Each line of the material holding the word "negative" must be identified and copied.

/---

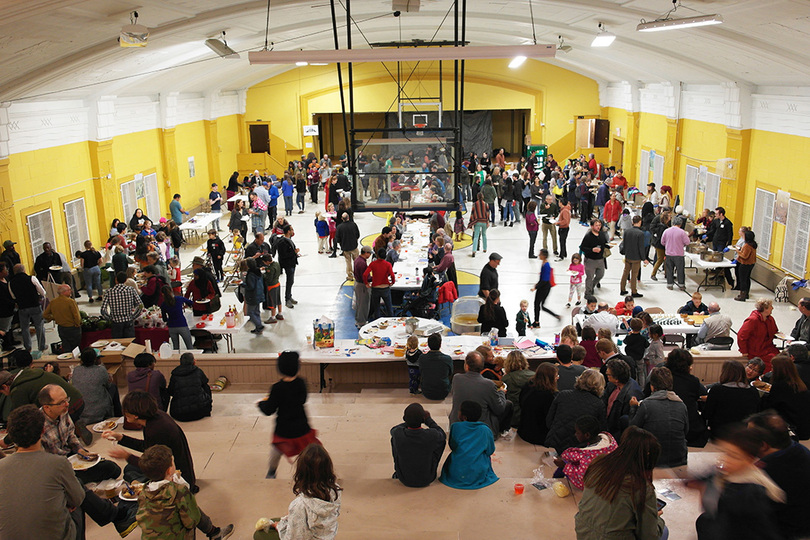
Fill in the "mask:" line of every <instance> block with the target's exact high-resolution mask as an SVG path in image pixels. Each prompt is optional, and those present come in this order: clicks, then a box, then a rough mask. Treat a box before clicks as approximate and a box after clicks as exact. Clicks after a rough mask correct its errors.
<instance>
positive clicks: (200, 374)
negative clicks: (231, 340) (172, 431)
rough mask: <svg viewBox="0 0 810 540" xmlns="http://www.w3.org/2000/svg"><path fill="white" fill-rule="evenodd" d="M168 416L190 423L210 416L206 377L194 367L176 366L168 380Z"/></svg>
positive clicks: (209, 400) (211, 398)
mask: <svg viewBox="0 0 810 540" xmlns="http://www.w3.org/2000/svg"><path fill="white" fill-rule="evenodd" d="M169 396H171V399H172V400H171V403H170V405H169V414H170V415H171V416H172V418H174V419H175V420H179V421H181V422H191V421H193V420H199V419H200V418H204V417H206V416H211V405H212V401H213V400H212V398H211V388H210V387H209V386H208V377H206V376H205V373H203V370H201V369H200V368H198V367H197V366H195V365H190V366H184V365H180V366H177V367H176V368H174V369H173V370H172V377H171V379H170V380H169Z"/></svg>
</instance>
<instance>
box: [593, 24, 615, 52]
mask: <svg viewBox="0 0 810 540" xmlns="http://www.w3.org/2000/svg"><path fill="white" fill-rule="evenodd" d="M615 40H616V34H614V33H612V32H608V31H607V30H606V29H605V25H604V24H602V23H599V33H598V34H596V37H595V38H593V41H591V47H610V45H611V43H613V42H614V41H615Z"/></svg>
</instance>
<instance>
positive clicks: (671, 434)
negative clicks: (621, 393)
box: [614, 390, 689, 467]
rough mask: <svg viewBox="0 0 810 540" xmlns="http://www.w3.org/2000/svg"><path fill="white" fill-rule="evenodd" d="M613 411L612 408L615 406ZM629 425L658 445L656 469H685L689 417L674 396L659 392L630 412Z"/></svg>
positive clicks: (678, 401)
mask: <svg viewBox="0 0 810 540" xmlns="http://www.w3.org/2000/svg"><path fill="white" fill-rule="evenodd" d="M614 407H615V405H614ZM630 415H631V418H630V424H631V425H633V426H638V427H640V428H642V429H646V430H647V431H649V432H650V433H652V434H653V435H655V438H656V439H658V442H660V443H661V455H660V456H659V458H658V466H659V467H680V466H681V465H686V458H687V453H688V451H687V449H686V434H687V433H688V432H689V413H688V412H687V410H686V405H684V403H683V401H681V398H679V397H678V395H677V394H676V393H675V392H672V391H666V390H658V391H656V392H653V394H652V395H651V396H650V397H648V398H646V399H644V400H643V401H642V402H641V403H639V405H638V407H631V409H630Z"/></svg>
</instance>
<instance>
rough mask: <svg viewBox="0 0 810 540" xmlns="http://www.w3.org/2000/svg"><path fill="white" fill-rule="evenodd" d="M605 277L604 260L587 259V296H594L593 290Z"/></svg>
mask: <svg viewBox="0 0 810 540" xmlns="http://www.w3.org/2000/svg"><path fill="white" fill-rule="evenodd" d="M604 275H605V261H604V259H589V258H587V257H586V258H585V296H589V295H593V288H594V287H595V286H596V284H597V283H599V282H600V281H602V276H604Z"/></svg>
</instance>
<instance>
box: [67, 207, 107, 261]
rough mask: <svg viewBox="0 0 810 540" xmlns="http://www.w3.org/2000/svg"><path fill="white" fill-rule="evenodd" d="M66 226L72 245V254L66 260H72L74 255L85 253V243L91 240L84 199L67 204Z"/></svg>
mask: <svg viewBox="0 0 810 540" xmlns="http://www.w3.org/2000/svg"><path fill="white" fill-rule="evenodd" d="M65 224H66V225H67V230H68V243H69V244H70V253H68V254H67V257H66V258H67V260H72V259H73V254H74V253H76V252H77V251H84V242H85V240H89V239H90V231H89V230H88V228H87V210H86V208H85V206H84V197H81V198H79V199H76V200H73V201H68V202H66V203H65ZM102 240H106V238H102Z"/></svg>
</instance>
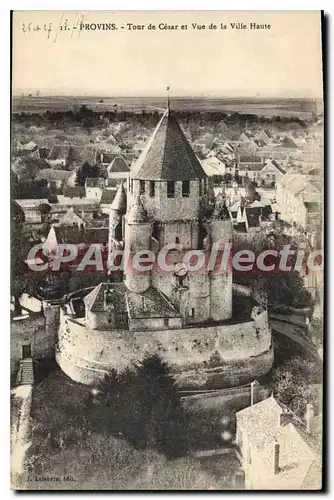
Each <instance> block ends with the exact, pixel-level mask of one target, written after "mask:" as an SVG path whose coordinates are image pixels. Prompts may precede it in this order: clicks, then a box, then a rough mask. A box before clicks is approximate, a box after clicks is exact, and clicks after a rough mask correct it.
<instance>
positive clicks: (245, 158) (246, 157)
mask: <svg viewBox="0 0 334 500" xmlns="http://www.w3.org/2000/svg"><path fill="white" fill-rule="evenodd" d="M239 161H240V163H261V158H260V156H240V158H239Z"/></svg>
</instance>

\---

TASK RESULT:
negative clicks: (231, 340) (172, 431)
negative clicks: (621, 393)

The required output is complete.